## Supplied text:
%%

Today, no one who lived at the turn-of-the-century time of Main Street, U.S.A. is still alive, even if the image of it still resonates. When you think about it, though, when Disneyland opened in 1955, “Main Street” was only 55 years in the past; near enough that parents and grandparents visiting the park would’ve been likely to recall it from their childhoods. To Rafferty’s thinking, that time 55 year time difference applied to 2005 would carry us back to the 1950s and ’60s – to neon-lit downtowns of malt shops, diners, poodle skirts, greasers, and of course, cars.

California’s “car culture” was one of the state’s most well-known features, and since the dawn of the great cross-country road trip way back in mid-century America, California had been the destination marked by an X on countless unfurled maps; the endpoint of millions of family vacations.

Image: Disney

A “Carland” could not only stand alongside California Adventure’s existing odes to aviation, agriculture, stardom, and beach life, but could be the first of California Adventure’s lands to turn back the clock, transporting guests to a past time that parents and grandparents would remember as fondly as their own elders had remembered Main Street.

Actually, plans for a Carland were fairly deep into development when Rafferty learned that the last film Pixar planned to produce for Disney under their soon-to-end distribution deal was a movie called Cars. At first, Pixar’s Cars just joined the fray of other automotive movie nods in Rafferty’s neon town… But John Lasseter recalled to Iwerks, “I remember looking at the drawings, and I go, ‘You know, I’m sorry, you guys… If I was [visiting California Adventure,] I would want to go to Radiator Springs. That’s what I would want to see. I would want to go and visit this town and be in this environment.”

Image: Disney / Pixar

It might’ve been a pipe dream until the 2007 purchase of Pixar, when John Lasseter became the principal creative for Walt Disney Imagineering, overseeing both Pixar and Walt Disney Animation Studios and their incorporation into the parks. As luck would have it, the newly-assembled team of Bob Iger, Bob Weis, Kathy Magnum, Kevin Rafferty, and John Lasseter had the ambition and forethought to make it happen.

%%

## Extracted material:
%%

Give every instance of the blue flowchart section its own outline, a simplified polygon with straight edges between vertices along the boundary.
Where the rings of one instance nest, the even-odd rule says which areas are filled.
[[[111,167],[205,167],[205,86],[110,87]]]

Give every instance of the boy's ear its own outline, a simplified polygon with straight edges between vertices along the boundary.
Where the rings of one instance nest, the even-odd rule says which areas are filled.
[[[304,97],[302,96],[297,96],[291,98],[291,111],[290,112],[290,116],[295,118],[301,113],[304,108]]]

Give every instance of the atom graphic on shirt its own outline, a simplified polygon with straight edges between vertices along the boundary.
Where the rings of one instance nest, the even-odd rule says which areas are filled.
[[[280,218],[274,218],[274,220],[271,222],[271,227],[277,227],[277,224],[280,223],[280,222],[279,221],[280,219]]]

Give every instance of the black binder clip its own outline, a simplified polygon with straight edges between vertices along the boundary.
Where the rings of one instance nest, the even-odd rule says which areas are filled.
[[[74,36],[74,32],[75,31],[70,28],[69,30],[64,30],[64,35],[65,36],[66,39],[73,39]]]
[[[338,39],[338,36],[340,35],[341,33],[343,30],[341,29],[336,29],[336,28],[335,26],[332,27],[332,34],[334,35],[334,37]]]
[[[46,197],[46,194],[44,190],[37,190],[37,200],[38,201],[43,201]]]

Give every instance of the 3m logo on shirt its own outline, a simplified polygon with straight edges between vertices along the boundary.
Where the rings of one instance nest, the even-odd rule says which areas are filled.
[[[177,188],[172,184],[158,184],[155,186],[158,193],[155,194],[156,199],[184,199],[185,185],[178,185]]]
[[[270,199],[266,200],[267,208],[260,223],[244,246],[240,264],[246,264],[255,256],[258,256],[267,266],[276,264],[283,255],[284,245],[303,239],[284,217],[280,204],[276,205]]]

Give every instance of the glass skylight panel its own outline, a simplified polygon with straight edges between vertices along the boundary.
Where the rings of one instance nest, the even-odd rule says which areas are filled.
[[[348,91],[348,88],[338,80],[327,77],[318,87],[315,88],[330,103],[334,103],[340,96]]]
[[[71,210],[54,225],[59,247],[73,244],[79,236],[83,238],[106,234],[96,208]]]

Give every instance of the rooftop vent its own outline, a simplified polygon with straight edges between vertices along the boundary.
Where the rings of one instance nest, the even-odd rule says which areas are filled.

%%

## Written tasks:
1. Do these statements agree with the Carland excerpt? Answer yes or no for each and quote the deciding words. (a) Disneyland opened in 1955. (b) Cars was the first film Pixar planned to produce for Disney under the distribution deal. (c) Pixar was purchased in 2007.
2. Can you retype the listing starting with the line containing "Give every instance of the rooftop" and going on through the end of the listing?

## Task solutions:
1.
(a) Yes: "when Disneyland opened in 1955"
(b) No: "the last film Pixar planned to produce for Disney under their soon-to-end distribution deal was a movie called Cars"
(c) Yes: "until the 2007 purchase of Pixar"

2.
Give every instance of the rooftop vent its own outline, a simplified polygon with straight edges between vertices along the boundary.
Where the rings of one instance nest, the even-odd rule says which areas are filled.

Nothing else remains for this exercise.